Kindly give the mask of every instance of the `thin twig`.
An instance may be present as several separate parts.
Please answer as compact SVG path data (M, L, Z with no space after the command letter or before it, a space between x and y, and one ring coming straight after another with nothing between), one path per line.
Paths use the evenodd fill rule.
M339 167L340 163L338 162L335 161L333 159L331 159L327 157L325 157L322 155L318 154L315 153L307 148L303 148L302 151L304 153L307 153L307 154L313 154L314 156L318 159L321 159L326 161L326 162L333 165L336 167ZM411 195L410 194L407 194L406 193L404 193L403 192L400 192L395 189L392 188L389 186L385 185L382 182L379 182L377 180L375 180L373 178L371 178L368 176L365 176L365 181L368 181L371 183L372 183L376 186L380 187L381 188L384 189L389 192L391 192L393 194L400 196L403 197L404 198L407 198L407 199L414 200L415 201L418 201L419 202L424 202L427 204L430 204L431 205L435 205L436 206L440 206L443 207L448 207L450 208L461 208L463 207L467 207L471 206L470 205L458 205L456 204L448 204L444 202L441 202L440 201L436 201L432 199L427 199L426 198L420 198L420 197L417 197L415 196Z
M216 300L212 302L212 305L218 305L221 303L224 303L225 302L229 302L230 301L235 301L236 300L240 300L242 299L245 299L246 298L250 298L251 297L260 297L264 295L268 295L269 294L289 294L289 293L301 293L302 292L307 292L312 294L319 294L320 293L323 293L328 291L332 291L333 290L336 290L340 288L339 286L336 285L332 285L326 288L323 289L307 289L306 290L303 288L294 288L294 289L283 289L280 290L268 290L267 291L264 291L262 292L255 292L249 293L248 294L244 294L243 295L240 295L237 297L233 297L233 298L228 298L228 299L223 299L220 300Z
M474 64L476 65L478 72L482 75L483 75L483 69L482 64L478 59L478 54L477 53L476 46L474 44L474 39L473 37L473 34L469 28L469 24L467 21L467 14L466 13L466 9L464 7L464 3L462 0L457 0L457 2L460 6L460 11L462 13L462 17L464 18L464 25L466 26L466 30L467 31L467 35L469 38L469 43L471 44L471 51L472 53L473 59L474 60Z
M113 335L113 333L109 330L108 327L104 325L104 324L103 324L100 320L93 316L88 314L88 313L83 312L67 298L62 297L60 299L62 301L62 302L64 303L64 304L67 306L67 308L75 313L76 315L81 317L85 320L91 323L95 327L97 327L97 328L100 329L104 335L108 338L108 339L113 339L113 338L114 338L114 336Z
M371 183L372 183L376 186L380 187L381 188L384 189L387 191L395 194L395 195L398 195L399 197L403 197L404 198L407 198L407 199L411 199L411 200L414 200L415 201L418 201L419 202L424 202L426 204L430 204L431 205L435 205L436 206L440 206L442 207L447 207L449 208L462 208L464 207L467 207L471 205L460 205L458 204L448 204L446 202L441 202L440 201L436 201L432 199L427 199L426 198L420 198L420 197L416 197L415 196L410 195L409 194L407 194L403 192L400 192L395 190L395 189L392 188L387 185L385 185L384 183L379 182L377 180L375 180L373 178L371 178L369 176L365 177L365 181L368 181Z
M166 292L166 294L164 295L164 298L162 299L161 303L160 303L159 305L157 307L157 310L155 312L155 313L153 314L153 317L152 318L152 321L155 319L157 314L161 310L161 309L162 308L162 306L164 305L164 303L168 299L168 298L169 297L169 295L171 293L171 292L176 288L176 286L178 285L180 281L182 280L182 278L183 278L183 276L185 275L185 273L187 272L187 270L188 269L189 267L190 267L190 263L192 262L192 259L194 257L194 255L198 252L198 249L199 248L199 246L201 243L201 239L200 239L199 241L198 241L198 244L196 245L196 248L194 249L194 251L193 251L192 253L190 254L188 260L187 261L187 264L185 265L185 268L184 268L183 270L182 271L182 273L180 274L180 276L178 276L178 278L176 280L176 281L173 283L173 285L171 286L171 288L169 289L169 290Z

What the task asks:
Copy every line above, keeping each one identical to the original.

Exercise answer:
Kindly give the mask of every instance of the `thin twig`.
An instance may be present as several separate parts.
Please answer as compact SVG path data (M, L, Z with no space after the command letter or before it, a space between x and y, and one ring coming straight after another with nothing between), one path per line.
Paths use the evenodd fill rule.
M339 167L340 163L338 162L335 161L333 159L331 159L327 157L325 157L322 155L318 154L315 153L307 148L303 148L302 151L304 153L307 153L307 154L313 154L314 156L318 159L321 159L326 161L326 162L333 165L336 167ZM411 195L410 194L407 194L406 193L404 193L403 192L400 192L395 189L392 188L389 186L385 185L382 182L379 182L377 180L375 180L373 178L371 178L368 176L365 176L365 181L368 181L371 183L372 183L376 186L380 187L381 188L384 189L389 192L391 192L393 194L400 196L403 197L404 198L407 198L407 199L414 200L415 201L418 201L419 202L424 202L427 204L430 204L431 205L435 205L436 206L440 206L443 207L448 207L450 208L461 208L463 207L467 207L471 206L470 205L458 205L456 204L448 204L444 202L441 202L440 201L436 201L432 199L427 199L426 198L420 198L420 197L417 197L415 196Z
M216 300L212 302L212 305L218 305L221 303L224 303L225 302L229 302L230 301L235 301L236 300L240 300L242 299L245 299L246 298L250 298L251 297L260 297L264 295L268 295L269 294L289 294L289 293L301 293L302 292L307 292L312 294L319 294L320 293L323 293L328 291L332 291L333 290L336 290L340 288L339 286L336 285L332 285L326 288L323 289L307 289L306 290L303 288L294 288L294 289L283 289L280 290L268 290L267 291L264 291L262 292L255 292L249 293L248 294L244 294L243 295L240 295L237 297L233 297L233 298L228 298L228 299L223 299L220 300Z
M474 64L476 65L478 72L482 75L483 75L483 69L482 64L478 59L478 54L477 53L476 46L474 44L474 39L473 37L473 34L469 28L469 24L467 21L467 14L466 13L466 9L464 7L464 3L462 0L457 0L457 2L460 6L460 11L462 13L462 17L464 18L464 25L466 26L466 30L467 31L467 35L469 38L469 43L471 44L471 51L472 53L473 59L474 60Z
M113 335L113 333L109 330L108 327L104 325L104 324L103 324L100 320L93 316L88 314L88 313L83 312L67 298L62 297L60 299L62 301L62 302L64 303L64 304L67 306L67 308L75 313L76 315L81 317L85 320L91 323L95 327L97 327L97 328L100 329L104 335L108 338L108 339L113 339L113 338L114 338L114 336Z
M371 183L372 183L376 186L380 187L381 188L384 189L387 191L395 194L395 195L398 195L399 197L403 197L404 198L407 198L407 199L411 199L411 200L414 200L415 201L418 201L419 202L424 202L426 204L430 204L431 205L435 205L436 206L440 206L442 207L447 207L449 208L462 208L464 207L467 207L471 205L460 205L458 204L448 204L446 202L441 202L440 201L436 201L432 199L427 199L426 198L420 198L420 197L416 197L415 196L410 195L409 194L407 194L403 192L400 192L395 190L395 189L392 188L387 185L385 185L384 183L379 182L377 180L375 180L373 178L371 178L369 176L365 177L365 181L368 181Z
M166 292L166 294L164 295L164 298L162 299L161 303L160 303L159 305L157 307L157 310L155 312L155 313L153 314L153 317L152 318L152 321L155 319L157 314L161 310L161 309L162 308L162 306L164 305L164 303L168 299L168 298L169 297L169 295L171 293L171 292L176 288L176 286L178 285L180 281L182 280L182 278L183 278L183 276L185 275L185 273L187 272L187 270L188 269L189 267L190 267L190 263L192 262L192 259L194 257L194 255L198 252L198 249L199 248L199 246L201 243L201 239L200 239L199 241L198 241L198 244L196 245L196 248L194 249L194 251L193 251L192 253L190 254L188 260L187 261L187 264L185 265L185 268L184 268L183 270L182 271L182 273L180 274L180 276L178 276L178 278L176 280L176 281L173 283L173 285L171 286L171 288L169 289L169 290Z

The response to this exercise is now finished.